### [Work to do]
Show each line of the entries below that contains the string "beam", copied in full. Case counts, so a line with a differently capitalized form does not match.

### [Records to use]
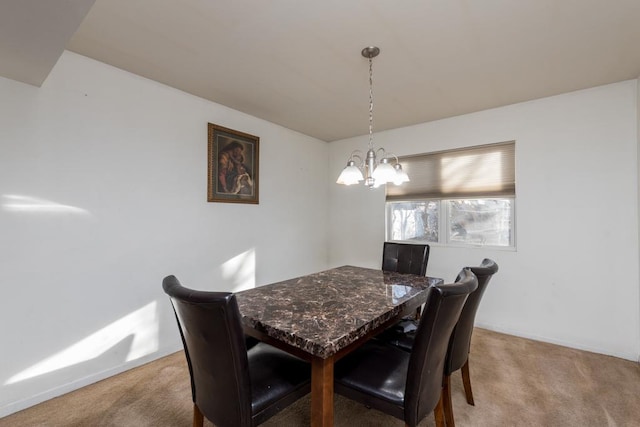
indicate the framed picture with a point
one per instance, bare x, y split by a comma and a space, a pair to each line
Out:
233, 166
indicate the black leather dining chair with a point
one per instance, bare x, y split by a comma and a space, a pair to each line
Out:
230, 384
408, 385
405, 258
460, 345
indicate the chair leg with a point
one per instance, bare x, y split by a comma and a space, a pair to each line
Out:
446, 401
466, 381
438, 413
198, 419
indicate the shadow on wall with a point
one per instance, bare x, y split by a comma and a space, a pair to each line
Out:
140, 326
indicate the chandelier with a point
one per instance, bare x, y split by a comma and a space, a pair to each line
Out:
375, 174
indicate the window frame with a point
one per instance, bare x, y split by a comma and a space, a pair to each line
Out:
444, 227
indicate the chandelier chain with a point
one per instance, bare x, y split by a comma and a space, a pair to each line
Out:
370, 102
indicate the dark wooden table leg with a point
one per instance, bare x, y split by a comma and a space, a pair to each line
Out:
322, 392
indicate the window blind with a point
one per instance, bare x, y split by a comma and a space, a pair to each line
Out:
480, 171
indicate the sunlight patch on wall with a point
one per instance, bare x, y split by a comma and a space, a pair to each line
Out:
28, 204
241, 271
142, 324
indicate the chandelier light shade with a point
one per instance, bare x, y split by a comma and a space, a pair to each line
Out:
373, 173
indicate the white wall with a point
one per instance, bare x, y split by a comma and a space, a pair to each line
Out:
574, 277
102, 194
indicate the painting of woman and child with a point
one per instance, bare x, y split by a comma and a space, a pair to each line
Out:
233, 166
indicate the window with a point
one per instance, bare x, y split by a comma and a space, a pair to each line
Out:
461, 198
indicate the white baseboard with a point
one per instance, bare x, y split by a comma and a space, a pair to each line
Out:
75, 385
505, 330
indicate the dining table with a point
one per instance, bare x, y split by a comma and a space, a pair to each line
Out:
322, 317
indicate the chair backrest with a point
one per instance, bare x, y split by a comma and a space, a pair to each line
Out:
424, 375
213, 340
461, 336
405, 258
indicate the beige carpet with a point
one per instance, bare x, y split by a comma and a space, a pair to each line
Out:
516, 382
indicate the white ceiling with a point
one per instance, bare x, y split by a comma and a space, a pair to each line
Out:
297, 62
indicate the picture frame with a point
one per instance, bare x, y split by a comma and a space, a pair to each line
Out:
233, 160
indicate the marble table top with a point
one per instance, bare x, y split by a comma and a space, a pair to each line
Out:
324, 312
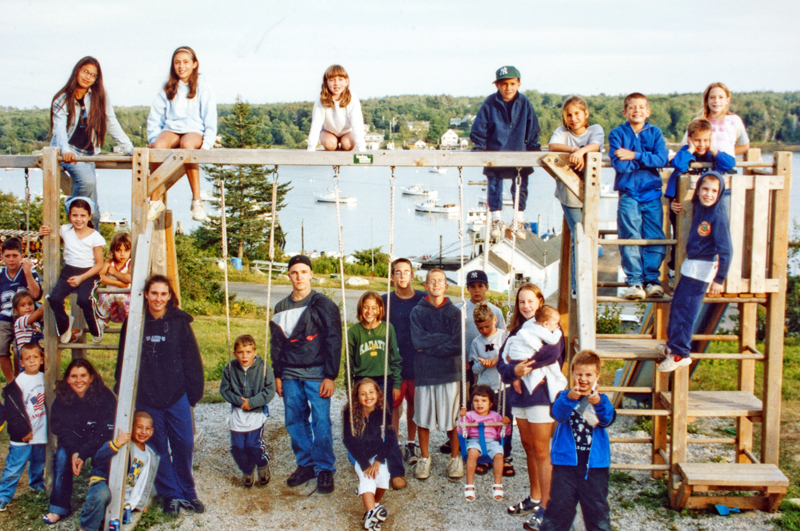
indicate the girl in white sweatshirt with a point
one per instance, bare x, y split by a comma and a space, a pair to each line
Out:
337, 117
183, 115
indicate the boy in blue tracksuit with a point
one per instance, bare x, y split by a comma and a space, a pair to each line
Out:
698, 149
506, 122
637, 151
708, 258
581, 452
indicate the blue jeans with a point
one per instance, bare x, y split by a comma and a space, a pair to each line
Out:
572, 216
312, 441
84, 182
17, 458
62, 483
94, 508
686, 303
173, 441
248, 450
637, 220
494, 192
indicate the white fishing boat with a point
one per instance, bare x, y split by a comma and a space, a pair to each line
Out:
476, 219
330, 197
418, 190
436, 207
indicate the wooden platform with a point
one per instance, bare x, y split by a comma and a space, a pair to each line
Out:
767, 479
719, 404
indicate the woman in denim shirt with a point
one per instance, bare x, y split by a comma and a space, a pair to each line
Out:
79, 128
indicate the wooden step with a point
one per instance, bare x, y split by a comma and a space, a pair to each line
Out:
767, 479
719, 404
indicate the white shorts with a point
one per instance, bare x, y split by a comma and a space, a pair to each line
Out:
437, 406
493, 447
366, 484
533, 414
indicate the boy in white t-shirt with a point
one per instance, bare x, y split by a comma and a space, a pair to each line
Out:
142, 469
24, 412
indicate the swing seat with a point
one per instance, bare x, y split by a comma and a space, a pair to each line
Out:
484, 458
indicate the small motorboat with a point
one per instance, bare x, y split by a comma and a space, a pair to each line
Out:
418, 190
436, 207
330, 197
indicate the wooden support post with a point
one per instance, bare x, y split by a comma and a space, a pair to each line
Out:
130, 374
51, 205
748, 322
680, 401
172, 256
776, 312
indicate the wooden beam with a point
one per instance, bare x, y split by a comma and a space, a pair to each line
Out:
51, 205
129, 377
167, 173
558, 167
776, 312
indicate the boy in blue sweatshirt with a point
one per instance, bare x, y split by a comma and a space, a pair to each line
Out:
708, 257
506, 122
698, 149
580, 454
637, 151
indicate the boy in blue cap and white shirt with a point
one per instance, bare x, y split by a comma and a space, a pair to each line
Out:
506, 122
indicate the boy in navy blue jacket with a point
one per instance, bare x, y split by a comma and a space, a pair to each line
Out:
708, 257
637, 151
581, 452
506, 122
698, 149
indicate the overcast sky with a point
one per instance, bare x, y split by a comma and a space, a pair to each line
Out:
276, 51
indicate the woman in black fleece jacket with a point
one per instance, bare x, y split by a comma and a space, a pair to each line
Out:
170, 384
82, 417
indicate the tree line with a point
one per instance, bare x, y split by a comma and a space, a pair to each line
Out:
770, 117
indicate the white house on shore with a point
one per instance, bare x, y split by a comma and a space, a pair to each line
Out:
535, 260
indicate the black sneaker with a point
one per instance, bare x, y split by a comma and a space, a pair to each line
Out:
301, 475
196, 505
325, 482
172, 507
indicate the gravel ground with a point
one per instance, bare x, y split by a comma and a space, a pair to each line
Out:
435, 504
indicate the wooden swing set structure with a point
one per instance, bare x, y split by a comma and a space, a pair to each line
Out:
759, 229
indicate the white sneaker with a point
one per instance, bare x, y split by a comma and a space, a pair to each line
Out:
156, 208
673, 362
101, 325
634, 293
654, 290
423, 468
497, 228
198, 212
455, 469
518, 228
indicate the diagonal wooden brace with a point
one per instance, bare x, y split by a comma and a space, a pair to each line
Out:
558, 166
168, 173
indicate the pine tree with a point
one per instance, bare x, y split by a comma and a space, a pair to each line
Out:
248, 189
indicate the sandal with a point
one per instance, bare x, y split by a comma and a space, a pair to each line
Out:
469, 492
526, 506
497, 491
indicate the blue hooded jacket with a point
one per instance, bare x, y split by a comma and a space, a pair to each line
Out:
495, 129
721, 163
711, 235
639, 177
563, 448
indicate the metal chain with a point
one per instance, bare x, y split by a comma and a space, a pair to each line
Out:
386, 348
344, 293
271, 259
221, 184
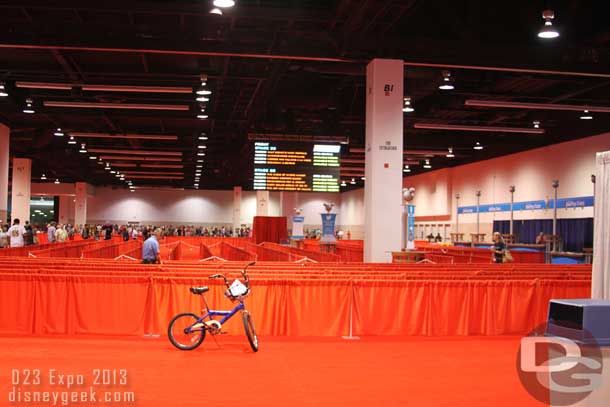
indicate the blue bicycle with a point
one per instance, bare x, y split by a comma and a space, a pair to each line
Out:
187, 331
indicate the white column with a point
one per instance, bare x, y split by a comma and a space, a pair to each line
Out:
383, 159
262, 203
21, 186
80, 206
4, 157
601, 227
66, 209
236, 208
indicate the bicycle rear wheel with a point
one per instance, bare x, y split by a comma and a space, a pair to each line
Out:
250, 332
178, 335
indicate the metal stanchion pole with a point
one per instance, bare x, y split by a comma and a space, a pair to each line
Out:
351, 336
512, 201
555, 185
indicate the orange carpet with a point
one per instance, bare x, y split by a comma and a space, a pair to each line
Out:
291, 372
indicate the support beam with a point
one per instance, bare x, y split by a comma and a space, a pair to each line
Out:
80, 207
21, 189
4, 157
384, 159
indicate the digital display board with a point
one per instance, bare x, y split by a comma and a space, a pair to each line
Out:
296, 166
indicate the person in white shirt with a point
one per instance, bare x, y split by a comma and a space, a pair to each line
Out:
15, 234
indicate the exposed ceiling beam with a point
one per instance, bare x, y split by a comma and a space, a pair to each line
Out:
536, 106
132, 106
454, 127
104, 88
125, 136
136, 152
143, 158
156, 177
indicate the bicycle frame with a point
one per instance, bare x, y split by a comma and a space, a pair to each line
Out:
217, 313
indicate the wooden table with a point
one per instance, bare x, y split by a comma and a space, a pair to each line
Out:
457, 237
477, 237
408, 256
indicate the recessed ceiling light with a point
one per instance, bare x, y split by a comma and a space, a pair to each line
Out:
447, 83
548, 31
3, 92
407, 107
29, 106
586, 115
224, 3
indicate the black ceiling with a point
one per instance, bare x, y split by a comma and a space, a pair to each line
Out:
291, 67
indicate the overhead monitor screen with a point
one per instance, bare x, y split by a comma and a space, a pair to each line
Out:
296, 166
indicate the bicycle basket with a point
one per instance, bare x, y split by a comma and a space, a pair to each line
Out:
237, 290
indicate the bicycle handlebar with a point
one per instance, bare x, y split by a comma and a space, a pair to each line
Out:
243, 273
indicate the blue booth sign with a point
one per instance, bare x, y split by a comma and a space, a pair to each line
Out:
328, 227
563, 203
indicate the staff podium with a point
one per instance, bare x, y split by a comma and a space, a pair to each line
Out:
587, 323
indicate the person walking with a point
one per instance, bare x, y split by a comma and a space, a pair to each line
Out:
16, 234
150, 249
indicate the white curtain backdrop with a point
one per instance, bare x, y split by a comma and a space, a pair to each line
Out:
601, 222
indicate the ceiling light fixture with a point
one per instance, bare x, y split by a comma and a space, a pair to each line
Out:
407, 106
548, 31
29, 106
224, 3
447, 83
586, 115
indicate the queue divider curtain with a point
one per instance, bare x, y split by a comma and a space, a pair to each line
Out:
601, 243
42, 303
270, 229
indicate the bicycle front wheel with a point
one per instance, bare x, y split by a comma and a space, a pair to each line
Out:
180, 334
250, 332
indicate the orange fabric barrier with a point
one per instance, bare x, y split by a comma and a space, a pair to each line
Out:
54, 295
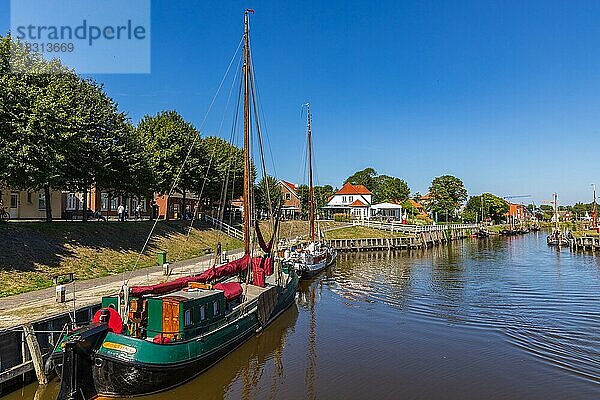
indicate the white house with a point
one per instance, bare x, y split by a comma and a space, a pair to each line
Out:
354, 200
386, 210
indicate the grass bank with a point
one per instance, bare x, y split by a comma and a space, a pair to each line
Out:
290, 229
32, 253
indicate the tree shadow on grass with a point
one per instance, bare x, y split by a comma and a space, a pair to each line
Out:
24, 246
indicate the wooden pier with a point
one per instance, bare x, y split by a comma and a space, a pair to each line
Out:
590, 243
18, 344
416, 236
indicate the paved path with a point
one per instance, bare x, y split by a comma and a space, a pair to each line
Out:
27, 307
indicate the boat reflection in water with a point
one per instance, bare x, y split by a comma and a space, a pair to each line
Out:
495, 318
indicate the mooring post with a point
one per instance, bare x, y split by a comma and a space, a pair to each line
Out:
36, 354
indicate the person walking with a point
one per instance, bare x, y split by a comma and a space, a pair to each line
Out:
121, 212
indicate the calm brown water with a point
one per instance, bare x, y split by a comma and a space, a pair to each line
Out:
482, 319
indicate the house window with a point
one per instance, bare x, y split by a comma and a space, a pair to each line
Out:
71, 201
104, 201
41, 201
188, 317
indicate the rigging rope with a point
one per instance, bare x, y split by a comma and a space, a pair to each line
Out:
184, 162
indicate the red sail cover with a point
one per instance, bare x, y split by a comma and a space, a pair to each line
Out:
231, 289
211, 274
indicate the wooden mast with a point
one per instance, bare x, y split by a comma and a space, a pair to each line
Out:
556, 212
247, 177
594, 210
311, 191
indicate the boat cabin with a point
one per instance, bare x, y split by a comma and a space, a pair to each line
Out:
175, 316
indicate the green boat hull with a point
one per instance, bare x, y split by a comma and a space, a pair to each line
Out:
126, 366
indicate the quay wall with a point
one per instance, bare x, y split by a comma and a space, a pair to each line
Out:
16, 364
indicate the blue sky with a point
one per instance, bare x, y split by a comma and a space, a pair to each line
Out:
503, 94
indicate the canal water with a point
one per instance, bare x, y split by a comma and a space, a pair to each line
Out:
497, 318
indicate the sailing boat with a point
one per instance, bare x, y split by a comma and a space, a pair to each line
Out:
556, 238
313, 257
149, 339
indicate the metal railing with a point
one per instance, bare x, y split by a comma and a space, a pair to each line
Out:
395, 226
228, 229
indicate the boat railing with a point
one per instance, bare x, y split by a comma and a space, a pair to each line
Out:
199, 332
228, 229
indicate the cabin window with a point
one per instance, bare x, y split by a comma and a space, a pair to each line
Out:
41, 201
188, 317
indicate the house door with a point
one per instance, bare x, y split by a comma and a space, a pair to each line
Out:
14, 205
170, 318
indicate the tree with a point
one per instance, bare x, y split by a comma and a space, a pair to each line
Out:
366, 177
322, 194
174, 151
267, 188
447, 194
494, 208
390, 189
33, 109
61, 131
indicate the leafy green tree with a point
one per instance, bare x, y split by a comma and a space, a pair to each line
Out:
390, 189
447, 194
175, 152
581, 208
366, 177
32, 139
322, 194
267, 188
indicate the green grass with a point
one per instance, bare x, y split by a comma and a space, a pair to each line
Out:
360, 232
32, 253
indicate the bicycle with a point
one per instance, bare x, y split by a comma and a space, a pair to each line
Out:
4, 215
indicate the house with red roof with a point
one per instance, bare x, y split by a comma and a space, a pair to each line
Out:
353, 200
291, 201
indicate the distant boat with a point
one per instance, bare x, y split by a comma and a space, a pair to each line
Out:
313, 257
482, 233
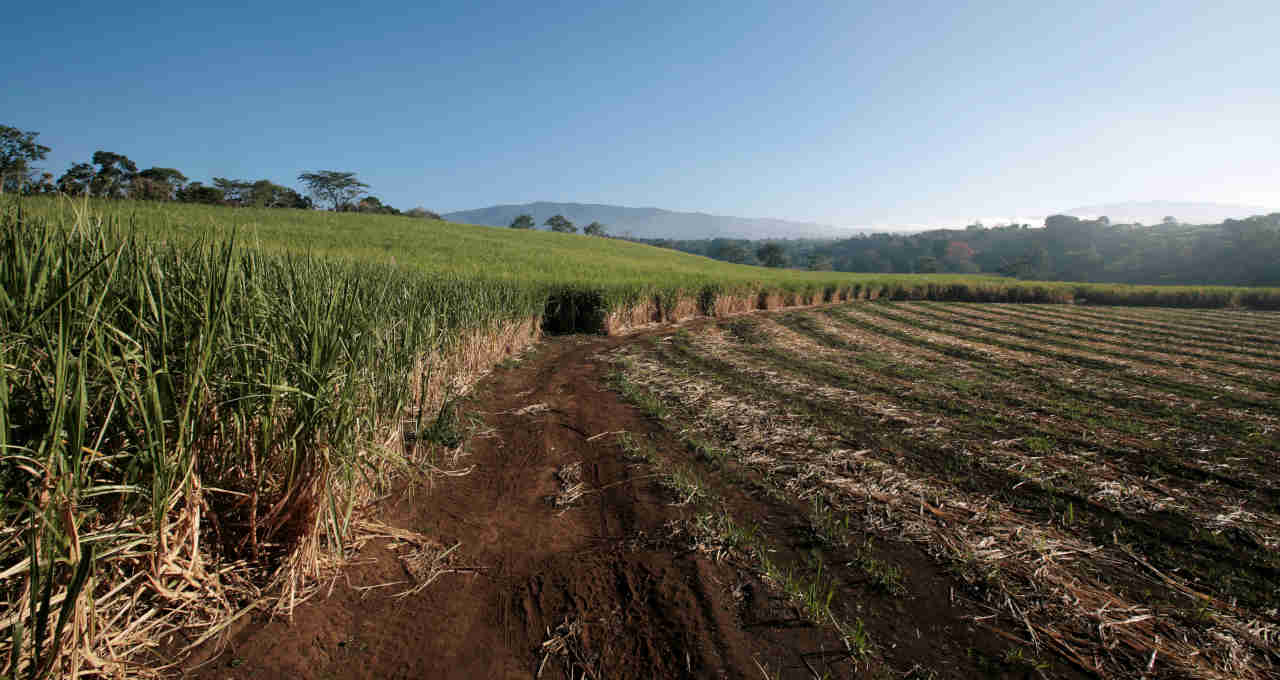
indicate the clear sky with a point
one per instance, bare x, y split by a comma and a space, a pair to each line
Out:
846, 113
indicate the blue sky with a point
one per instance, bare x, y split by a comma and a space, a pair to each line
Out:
845, 113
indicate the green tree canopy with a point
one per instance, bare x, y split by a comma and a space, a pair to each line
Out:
333, 188
560, 224
76, 179
159, 183
18, 155
197, 192
114, 174
772, 255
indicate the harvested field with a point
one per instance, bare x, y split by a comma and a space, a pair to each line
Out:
1106, 498
874, 489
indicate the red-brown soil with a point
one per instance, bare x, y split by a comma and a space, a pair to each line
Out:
643, 603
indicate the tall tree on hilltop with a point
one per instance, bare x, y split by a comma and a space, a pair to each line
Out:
560, 224
197, 192
114, 174
159, 183
18, 154
76, 179
333, 188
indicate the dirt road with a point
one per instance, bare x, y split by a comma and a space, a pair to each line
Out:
600, 585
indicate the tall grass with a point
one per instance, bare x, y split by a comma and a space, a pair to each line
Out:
195, 401
167, 409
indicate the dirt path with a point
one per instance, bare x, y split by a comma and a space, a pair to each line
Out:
604, 575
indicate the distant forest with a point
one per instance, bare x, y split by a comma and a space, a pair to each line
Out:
1235, 252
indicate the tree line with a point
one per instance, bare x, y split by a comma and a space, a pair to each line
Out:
109, 174
558, 223
1233, 252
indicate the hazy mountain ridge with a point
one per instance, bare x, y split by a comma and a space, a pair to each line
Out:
653, 222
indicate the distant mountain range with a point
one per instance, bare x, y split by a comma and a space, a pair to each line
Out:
1153, 211
653, 222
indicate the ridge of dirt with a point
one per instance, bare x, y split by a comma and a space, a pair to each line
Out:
595, 588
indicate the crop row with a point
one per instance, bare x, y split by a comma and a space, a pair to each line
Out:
1048, 505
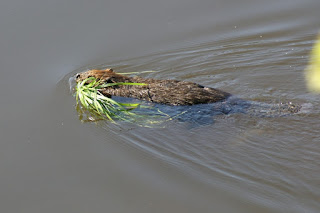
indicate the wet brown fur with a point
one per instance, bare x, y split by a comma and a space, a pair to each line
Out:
171, 92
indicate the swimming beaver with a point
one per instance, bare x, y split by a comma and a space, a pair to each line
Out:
170, 92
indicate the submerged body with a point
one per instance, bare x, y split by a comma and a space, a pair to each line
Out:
170, 92
173, 92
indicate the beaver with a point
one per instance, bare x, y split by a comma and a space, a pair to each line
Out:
169, 92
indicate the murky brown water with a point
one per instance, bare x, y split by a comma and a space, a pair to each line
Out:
51, 162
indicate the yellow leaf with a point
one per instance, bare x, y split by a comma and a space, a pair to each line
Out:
312, 72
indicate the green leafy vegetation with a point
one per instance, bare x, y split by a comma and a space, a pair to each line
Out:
95, 106
91, 100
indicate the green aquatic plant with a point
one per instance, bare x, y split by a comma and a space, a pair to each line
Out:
90, 99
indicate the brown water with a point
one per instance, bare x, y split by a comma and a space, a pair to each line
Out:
51, 162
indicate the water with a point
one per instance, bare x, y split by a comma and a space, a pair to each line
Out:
51, 162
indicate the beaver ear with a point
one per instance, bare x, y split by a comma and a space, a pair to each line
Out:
109, 70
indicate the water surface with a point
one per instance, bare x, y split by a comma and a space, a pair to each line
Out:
51, 162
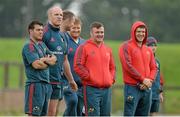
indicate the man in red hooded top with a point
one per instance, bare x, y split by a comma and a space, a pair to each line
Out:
139, 70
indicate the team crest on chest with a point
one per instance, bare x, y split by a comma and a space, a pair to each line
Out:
59, 48
62, 39
52, 39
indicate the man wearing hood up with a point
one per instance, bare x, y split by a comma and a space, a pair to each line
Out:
139, 70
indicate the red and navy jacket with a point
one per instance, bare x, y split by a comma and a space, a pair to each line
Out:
137, 62
95, 64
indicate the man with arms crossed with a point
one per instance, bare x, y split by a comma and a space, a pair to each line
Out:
139, 70
94, 64
55, 42
37, 59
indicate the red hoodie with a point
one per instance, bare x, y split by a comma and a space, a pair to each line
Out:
95, 65
137, 62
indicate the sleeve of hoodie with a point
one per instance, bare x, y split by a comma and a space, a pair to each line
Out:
112, 67
125, 57
153, 67
79, 63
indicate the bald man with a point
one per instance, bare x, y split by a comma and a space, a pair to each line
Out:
55, 42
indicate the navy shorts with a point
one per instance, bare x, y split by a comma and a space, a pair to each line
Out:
37, 96
136, 102
57, 91
155, 106
97, 101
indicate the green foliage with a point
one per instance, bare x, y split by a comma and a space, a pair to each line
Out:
168, 55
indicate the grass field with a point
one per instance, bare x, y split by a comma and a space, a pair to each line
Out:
169, 55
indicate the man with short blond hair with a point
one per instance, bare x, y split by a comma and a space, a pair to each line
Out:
56, 43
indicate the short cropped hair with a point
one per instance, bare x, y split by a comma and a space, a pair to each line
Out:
68, 15
96, 25
78, 21
33, 23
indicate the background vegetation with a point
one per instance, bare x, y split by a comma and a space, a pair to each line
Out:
167, 53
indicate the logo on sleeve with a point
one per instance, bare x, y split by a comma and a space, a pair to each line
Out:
52, 39
59, 48
70, 50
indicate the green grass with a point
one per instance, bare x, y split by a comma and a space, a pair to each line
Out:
168, 54
11, 49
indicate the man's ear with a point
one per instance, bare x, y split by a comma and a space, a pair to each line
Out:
91, 34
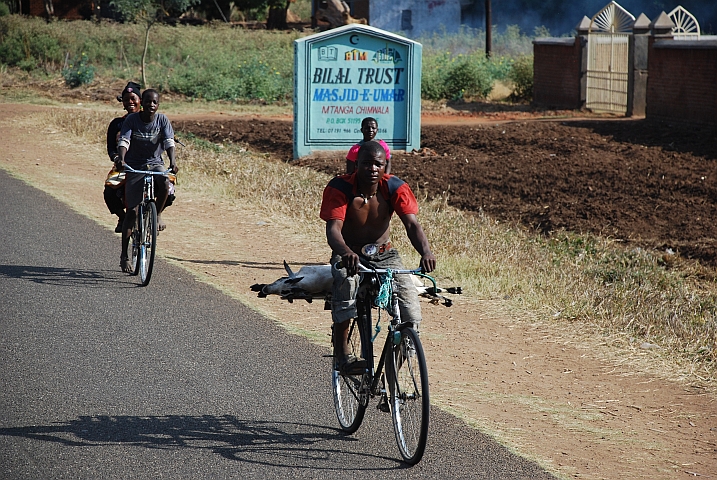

### [Finished answer]
indicate the wooden beam with a point
indicate the support beam with a point
indicate the exposed ceiling beam with a point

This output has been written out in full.